Region annotation entries
_____

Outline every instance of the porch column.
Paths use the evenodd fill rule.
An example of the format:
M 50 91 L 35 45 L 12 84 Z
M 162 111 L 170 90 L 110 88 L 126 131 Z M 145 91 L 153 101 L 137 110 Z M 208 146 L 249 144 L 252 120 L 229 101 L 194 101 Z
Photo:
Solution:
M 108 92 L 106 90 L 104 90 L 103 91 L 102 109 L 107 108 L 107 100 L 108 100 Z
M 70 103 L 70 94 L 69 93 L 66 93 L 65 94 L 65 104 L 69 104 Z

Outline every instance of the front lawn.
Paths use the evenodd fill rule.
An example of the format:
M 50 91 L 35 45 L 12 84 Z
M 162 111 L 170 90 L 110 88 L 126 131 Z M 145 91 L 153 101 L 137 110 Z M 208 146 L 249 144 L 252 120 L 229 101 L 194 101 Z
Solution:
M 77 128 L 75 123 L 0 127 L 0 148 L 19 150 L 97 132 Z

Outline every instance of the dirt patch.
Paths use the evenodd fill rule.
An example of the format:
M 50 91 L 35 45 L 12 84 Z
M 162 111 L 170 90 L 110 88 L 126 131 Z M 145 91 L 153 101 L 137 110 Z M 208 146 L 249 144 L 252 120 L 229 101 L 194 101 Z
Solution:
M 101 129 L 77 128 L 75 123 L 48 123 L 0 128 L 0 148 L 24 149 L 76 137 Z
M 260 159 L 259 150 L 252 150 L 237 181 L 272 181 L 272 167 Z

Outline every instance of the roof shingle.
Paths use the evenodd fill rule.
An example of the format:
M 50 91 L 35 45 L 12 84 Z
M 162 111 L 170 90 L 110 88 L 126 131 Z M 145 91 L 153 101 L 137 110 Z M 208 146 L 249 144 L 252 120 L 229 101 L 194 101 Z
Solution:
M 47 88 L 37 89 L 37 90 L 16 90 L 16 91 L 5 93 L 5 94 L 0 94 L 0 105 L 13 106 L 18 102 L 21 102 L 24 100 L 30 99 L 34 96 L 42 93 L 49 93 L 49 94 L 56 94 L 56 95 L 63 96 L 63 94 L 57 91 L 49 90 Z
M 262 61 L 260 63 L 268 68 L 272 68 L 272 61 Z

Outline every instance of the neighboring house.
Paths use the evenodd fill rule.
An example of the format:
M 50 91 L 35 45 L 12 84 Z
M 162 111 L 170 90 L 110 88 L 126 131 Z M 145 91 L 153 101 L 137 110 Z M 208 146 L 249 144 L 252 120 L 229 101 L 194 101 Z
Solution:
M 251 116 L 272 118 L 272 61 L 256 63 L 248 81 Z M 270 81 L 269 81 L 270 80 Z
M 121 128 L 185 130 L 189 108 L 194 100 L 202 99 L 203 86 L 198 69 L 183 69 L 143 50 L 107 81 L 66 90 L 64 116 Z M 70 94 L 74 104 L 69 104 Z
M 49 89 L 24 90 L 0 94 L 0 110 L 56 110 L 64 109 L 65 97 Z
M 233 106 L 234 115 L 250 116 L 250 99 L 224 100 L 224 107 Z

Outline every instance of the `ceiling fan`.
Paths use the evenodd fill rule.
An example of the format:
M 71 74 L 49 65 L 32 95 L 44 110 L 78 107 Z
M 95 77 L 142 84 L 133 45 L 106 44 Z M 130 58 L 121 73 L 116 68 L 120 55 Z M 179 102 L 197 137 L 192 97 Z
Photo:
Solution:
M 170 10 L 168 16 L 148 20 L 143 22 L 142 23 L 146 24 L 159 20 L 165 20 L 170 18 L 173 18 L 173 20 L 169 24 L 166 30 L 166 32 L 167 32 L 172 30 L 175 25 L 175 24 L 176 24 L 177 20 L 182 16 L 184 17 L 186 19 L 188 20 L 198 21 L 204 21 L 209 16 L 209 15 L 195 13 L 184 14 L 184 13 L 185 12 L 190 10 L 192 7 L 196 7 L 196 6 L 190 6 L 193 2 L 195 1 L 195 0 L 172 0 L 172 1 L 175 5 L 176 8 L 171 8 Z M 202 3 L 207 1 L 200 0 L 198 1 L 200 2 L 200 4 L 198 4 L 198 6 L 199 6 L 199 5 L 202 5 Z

_____

◆ Do this
Count the lines in the listing above that contain the string "instance", treating case as significant, and reply with the number alone.

◆ Response to the exercise
6